What needs to be done: In the items below, report every line that contains the word "wheel", matching case exactly.

Provided entries:
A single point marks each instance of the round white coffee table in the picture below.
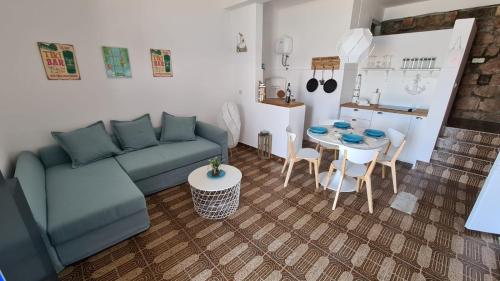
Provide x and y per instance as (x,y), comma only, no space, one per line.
(215,198)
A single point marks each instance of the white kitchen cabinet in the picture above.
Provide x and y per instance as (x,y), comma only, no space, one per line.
(359,118)
(385,120)
(414,127)
(357,113)
(416,136)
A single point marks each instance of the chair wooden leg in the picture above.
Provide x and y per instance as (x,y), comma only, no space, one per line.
(394,180)
(316,176)
(284,166)
(321,150)
(338,192)
(290,167)
(369,195)
(329,176)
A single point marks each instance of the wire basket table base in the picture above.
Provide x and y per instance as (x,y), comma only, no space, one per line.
(216,204)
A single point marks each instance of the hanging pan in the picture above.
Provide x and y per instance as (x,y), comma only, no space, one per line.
(331,85)
(313,83)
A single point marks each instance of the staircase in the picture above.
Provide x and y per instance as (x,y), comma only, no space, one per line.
(462,156)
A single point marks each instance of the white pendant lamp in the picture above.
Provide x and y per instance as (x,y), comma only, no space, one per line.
(356,44)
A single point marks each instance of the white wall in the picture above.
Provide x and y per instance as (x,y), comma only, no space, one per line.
(393,83)
(315,26)
(31,106)
(364,11)
(433,6)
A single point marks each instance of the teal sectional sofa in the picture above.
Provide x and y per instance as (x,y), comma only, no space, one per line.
(81,211)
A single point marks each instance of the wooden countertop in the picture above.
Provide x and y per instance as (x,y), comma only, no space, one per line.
(282,103)
(374,107)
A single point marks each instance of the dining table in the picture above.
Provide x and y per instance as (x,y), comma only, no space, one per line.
(333,137)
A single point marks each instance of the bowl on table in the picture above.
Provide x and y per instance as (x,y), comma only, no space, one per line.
(318,130)
(342,125)
(374,133)
(352,138)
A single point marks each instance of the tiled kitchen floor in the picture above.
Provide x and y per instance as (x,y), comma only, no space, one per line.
(292,234)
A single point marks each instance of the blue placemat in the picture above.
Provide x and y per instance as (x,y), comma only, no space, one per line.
(374,133)
(221,174)
(352,138)
(342,125)
(318,130)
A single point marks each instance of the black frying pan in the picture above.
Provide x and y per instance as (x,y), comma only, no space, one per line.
(313,83)
(331,85)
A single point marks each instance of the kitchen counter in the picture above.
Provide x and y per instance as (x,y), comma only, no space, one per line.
(282,103)
(375,107)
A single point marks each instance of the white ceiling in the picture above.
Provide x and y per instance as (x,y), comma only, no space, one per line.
(392,3)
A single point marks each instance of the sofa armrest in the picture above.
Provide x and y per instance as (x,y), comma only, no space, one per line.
(214,134)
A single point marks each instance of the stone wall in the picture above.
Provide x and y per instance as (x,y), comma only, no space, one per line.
(478,97)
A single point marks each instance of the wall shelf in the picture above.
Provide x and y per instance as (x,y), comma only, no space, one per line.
(420,69)
(377,69)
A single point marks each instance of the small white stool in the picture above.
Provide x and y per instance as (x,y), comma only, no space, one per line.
(215,198)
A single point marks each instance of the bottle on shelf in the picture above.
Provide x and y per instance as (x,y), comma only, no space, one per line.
(288,96)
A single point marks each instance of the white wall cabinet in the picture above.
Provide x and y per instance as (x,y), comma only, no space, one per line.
(414,127)
(359,118)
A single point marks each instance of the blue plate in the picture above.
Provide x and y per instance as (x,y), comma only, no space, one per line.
(342,125)
(374,133)
(221,174)
(318,130)
(352,138)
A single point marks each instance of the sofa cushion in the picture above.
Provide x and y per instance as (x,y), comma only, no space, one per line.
(135,134)
(177,128)
(159,159)
(87,145)
(84,199)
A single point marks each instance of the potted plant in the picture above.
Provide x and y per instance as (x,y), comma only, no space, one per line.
(215,165)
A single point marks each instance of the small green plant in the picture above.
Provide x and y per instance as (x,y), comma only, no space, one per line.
(215,164)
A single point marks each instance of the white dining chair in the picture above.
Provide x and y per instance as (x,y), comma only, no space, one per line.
(321,146)
(308,154)
(391,154)
(356,163)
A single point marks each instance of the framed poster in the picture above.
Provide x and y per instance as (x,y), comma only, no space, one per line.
(117,62)
(59,61)
(161,62)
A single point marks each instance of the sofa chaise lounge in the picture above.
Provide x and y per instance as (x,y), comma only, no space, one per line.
(85,210)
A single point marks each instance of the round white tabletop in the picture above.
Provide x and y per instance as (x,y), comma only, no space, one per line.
(334,137)
(199,179)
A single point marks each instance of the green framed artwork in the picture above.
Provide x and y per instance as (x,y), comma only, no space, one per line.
(59,61)
(161,61)
(117,63)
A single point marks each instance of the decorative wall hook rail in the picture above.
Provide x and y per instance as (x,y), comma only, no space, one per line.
(326,63)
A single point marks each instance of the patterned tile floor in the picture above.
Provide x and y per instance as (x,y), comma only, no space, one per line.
(292,234)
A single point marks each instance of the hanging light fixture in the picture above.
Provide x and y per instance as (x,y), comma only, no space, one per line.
(356,44)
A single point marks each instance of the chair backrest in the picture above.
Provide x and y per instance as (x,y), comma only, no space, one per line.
(291,143)
(396,137)
(359,156)
(397,141)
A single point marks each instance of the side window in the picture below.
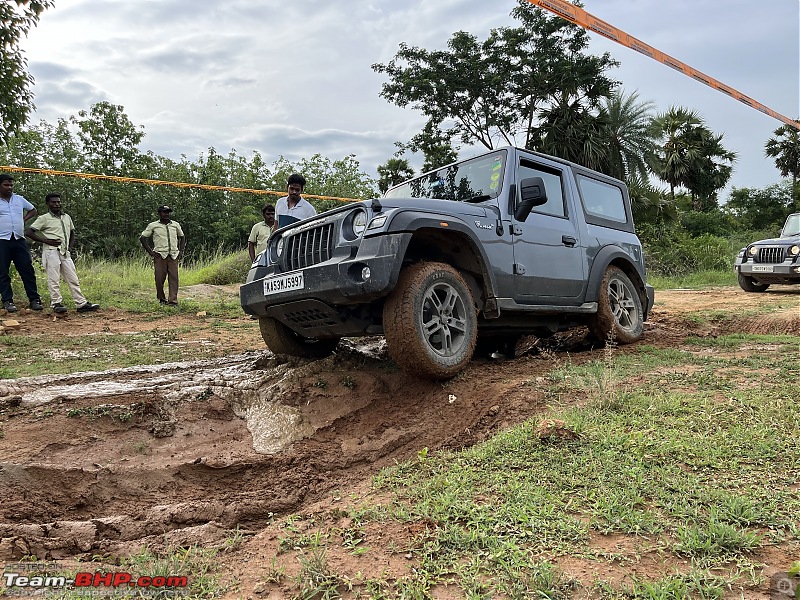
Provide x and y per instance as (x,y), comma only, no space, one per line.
(552,184)
(602,200)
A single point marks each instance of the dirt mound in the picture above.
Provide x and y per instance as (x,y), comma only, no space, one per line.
(180,453)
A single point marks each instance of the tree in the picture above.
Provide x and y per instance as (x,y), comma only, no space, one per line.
(501,89)
(711,172)
(629,136)
(690,155)
(16,98)
(761,209)
(110,141)
(434,144)
(785,149)
(396,170)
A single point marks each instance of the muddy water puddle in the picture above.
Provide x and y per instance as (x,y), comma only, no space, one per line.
(249,384)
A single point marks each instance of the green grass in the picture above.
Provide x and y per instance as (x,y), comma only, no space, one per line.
(697,280)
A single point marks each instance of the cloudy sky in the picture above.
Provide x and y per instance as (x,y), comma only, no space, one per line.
(294,78)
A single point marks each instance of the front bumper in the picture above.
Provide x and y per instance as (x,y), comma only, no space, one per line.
(780,273)
(338,281)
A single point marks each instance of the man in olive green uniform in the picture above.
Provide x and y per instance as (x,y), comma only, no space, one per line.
(56,232)
(261,231)
(167,250)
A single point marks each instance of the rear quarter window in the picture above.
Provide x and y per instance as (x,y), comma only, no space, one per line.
(604,203)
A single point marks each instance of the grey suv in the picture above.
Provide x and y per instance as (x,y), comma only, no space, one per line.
(771,261)
(474,254)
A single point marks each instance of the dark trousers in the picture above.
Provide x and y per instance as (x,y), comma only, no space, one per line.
(18,252)
(166,267)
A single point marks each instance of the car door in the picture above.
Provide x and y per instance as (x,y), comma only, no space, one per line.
(549,258)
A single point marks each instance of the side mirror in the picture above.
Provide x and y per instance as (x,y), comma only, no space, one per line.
(532,193)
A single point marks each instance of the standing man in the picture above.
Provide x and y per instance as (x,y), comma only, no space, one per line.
(14,212)
(56,232)
(294,205)
(261,231)
(167,251)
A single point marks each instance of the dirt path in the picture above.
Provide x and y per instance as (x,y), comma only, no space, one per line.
(178,454)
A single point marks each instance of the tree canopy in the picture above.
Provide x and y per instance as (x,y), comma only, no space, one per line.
(515,87)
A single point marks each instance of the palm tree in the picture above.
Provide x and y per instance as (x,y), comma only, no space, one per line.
(711,172)
(572,132)
(630,139)
(785,149)
(678,145)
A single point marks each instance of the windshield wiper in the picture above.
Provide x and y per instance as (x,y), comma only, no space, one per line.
(480,198)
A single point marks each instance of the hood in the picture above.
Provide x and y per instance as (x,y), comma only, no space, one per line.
(438,206)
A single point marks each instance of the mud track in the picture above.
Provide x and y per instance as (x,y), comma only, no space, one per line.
(177,454)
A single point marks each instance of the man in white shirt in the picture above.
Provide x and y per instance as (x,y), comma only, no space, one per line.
(293,205)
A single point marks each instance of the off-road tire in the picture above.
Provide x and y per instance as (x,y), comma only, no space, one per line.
(282,340)
(748,284)
(430,321)
(619,313)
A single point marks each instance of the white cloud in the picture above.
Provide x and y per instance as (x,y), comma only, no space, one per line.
(295,78)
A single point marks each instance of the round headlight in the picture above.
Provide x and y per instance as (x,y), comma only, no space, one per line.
(359,222)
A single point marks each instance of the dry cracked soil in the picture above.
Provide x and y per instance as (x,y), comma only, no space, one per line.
(103,463)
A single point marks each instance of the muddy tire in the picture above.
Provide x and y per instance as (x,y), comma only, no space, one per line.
(430,321)
(619,312)
(282,340)
(748,284)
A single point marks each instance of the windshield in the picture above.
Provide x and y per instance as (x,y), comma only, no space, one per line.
(468,180)
(792,226)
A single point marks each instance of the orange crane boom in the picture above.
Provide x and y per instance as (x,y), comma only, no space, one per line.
(580,17)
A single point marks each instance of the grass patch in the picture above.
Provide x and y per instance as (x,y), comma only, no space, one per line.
(696,280)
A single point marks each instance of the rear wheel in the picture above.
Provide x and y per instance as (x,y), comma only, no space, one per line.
(430,322)
(748,284)
(282,340)
(619,312)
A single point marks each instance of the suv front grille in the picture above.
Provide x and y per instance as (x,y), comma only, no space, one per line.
(309,247)
(770,254)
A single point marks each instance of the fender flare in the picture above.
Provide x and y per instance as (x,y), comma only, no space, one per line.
(602,260)
(411,221)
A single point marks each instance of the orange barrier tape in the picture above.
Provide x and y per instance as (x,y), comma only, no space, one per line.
(199,186)
(580,17)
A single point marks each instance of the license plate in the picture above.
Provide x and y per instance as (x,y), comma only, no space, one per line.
(284,283)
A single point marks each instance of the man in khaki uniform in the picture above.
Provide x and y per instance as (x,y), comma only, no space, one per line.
(167,250)
(56,232)
(261,231)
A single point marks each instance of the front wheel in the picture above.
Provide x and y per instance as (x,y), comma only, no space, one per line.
(619,309)
(282,340)
(748,284)
(430,322)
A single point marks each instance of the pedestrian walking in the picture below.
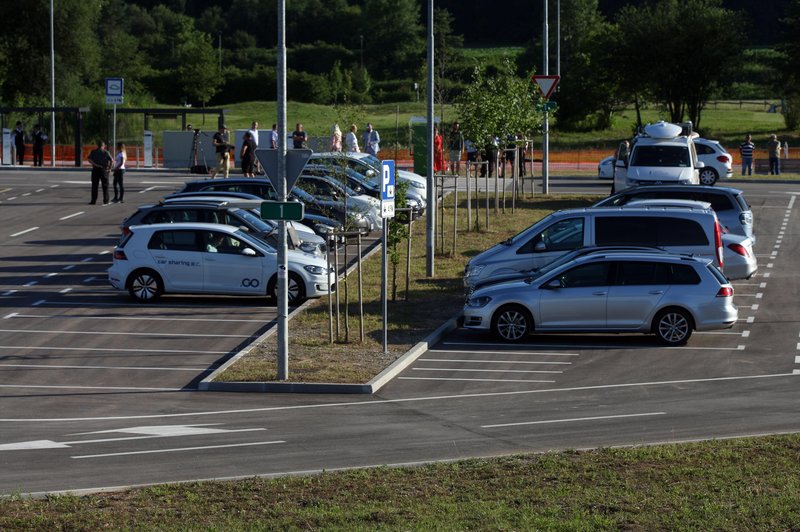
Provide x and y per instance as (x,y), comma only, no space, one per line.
(120,159)
(774,151)
(746,150)
(101,162)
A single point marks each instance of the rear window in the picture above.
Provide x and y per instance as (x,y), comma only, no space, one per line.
(648,231)
(662,156)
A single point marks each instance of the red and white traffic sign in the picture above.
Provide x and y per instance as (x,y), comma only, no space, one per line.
(546,84)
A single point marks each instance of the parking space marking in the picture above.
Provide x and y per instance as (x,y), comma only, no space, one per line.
(25,231)
(473,380)
(572,420)
(488,370)
(125,368)
(131,318)
(183,449)
(466,361)
(112,349)
(189,335)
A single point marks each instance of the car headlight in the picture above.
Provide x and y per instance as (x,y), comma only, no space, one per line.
(473,271)
(314,270)
(478,302)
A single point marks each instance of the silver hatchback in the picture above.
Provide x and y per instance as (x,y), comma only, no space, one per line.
(666,295)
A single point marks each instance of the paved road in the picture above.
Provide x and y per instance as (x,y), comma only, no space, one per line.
(97,392)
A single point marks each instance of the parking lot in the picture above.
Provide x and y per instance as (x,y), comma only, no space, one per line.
(78,360)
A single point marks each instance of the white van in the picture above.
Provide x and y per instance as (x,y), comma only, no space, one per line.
(664,154)
(694,231)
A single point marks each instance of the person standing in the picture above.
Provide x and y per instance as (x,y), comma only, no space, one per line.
(39,138)
(220,141)
(746,150)
(336,138)
(455,147)
(248,155)
(774,151)
(19,142)
(371,140)
(273,137)
(299,137)
(438,151)
(351,141)
(101,162)
(119,173)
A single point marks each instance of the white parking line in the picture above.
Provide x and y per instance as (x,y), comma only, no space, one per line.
(494,361)
(488,370)
(25,231)
(125,368)
(188,335)
(179,449)
(571,420)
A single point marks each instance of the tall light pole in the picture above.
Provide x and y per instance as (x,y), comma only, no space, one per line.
(52,90)
(430,243)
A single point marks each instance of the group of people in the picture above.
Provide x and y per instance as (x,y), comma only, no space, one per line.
(370,140)
(104,164)
(38,139)
(747,150)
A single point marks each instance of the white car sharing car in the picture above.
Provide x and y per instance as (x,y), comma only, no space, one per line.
(666,295)
(201,258)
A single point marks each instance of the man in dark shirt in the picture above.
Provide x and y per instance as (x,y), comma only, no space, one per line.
(299,137)
(101,162)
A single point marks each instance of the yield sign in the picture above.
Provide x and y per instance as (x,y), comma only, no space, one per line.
(546,84)
(295,162)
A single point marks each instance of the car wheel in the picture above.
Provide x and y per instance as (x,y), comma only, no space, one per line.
(512,323)
(145,286)
(296,289)
(673,326)
(708,176)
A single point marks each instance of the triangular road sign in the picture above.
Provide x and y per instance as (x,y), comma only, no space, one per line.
(546,84)
(295,162)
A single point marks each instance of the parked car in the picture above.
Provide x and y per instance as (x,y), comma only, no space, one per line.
(666,295)
(178,210)
(200,258)
(718,162)
(729,203)
(694,231)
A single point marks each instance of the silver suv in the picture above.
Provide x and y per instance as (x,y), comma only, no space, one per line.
(666,295)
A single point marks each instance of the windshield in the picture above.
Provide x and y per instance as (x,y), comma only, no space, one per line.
(661,156)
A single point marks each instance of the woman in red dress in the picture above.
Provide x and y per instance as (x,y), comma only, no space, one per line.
(438,151)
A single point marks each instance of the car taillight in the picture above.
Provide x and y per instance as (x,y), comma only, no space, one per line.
(725,291)
(740,249)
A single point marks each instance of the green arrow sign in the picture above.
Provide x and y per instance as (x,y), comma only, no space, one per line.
(276,210)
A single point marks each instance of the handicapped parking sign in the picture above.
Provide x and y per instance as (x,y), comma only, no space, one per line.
(387,189)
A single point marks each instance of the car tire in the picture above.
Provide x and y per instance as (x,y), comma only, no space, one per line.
(673,326)
(145,285)
(512,323)
(296,289)
(708,176)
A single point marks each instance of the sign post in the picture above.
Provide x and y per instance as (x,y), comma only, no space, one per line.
(115,94)
(387,213)
(547,85)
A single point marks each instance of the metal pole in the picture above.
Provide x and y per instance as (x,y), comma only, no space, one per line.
(431,220)
(546,123)
(52,90)
(283,284)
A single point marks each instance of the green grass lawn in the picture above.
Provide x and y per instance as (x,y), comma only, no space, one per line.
(740,484)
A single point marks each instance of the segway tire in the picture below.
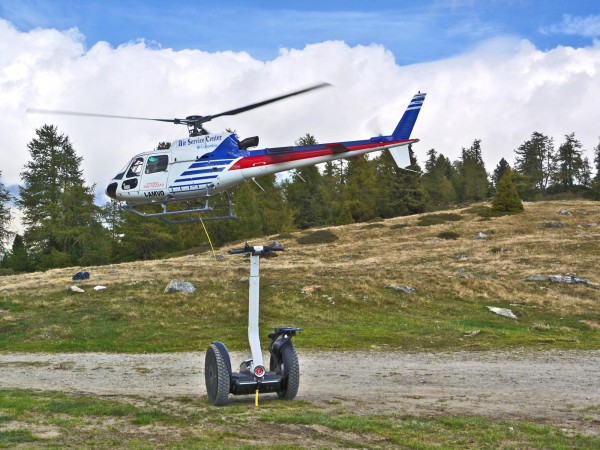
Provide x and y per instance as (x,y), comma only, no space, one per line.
(289,367)
(216,375)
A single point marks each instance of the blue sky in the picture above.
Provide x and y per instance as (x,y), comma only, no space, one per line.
(494,70)
(412,31)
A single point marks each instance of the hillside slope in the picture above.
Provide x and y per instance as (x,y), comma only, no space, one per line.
(354,307)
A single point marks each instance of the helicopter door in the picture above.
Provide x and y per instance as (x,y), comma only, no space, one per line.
(132,176)
(154,178)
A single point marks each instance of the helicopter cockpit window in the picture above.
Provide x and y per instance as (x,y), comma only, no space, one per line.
(157,164)
(136,168)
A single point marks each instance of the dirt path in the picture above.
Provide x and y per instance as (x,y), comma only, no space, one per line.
(560,387)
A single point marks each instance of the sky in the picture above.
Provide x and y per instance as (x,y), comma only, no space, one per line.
(493,70)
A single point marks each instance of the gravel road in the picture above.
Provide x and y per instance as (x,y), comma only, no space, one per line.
(558,387)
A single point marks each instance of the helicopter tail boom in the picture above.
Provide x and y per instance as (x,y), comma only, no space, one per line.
(407,122)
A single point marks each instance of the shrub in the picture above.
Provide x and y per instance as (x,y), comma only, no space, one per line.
(450,235)
(318,237)
(507,199)
(373,225)
(399,225)
(437,219)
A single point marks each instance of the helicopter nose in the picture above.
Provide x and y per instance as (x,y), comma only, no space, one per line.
(111,190)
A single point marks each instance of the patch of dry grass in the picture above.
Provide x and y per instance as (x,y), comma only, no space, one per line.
(454,280)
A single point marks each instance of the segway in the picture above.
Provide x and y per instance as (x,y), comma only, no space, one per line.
(283,376)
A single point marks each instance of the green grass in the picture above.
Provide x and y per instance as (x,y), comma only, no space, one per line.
(353,310)
(140,318)
(57,420)
(437,219)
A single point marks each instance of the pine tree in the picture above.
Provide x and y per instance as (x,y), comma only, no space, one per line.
(17,259)
(5,216)
(597,162)
(143,238)
(595,186)
(569,164)
(401,192)
(62,223)
(507,199)
(499,172)
(535,164)
(437,180)
(472,183)
(304,193)
(361,190)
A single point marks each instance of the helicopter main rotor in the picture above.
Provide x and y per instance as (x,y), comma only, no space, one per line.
(194,123)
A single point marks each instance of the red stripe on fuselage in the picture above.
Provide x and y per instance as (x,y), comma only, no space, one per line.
(253,161)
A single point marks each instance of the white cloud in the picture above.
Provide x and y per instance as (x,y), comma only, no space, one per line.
(588,26)
(499,92)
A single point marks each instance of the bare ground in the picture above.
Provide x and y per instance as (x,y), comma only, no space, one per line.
(555,387)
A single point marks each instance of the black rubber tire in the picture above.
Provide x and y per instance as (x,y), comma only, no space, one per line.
(289,368)
(216,376)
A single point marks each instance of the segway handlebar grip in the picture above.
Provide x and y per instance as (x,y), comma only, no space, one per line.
(236,251)
(257,249)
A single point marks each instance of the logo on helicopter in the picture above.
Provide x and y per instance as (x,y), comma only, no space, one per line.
(199,140)
(154,194)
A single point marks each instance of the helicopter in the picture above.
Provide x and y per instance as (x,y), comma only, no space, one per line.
(195,169)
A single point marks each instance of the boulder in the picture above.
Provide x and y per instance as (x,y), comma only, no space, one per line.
(307,290)
(180,286)
(554,225)
(502,312)
(398,288)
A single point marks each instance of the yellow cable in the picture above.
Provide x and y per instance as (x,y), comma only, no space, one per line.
(209,241)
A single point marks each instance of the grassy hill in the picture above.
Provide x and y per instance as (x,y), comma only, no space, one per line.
(455,277)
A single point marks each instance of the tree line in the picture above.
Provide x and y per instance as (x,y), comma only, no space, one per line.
(64,227)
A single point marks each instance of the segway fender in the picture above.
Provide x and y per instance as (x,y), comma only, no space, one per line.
(225,354)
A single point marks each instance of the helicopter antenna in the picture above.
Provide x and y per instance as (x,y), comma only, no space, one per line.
(194,123)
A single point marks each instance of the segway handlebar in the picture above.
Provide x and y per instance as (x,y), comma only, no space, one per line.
(258,249)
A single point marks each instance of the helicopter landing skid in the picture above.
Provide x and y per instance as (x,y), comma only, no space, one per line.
(194,212)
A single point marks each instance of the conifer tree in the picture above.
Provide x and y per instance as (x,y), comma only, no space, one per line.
(507,199)
(17,259)
(304,193)
(437,180)
(535,164)
(595,186)
(401,192)
(361,192)
(499,172)
(597,162)
(61,221)
(472,183)
(569,164)
(4,213)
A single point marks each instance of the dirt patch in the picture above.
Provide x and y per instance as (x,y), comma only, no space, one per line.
(558,387)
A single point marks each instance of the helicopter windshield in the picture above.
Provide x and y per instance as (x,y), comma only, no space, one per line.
(157,164)
(136,168)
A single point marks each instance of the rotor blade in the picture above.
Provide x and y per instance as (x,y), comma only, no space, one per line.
(74,113)
(264,102)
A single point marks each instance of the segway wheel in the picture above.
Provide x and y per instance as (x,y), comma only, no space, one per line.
(216,375)
(289,368)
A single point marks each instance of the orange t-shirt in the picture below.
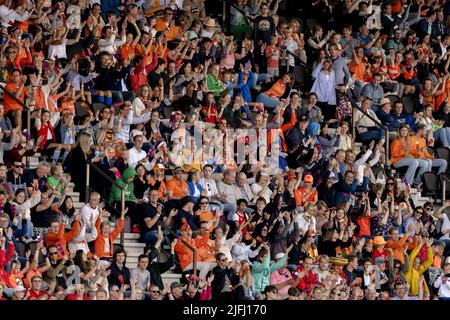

Right answer:
A single point marks each instance of the rear wheel in the picture above.
A single point marks each instance of the front wheel in the picture above.
A single point marks each instance of the car wheel in the picture above.
A single point marks each instance of the segway wheel in the picture above.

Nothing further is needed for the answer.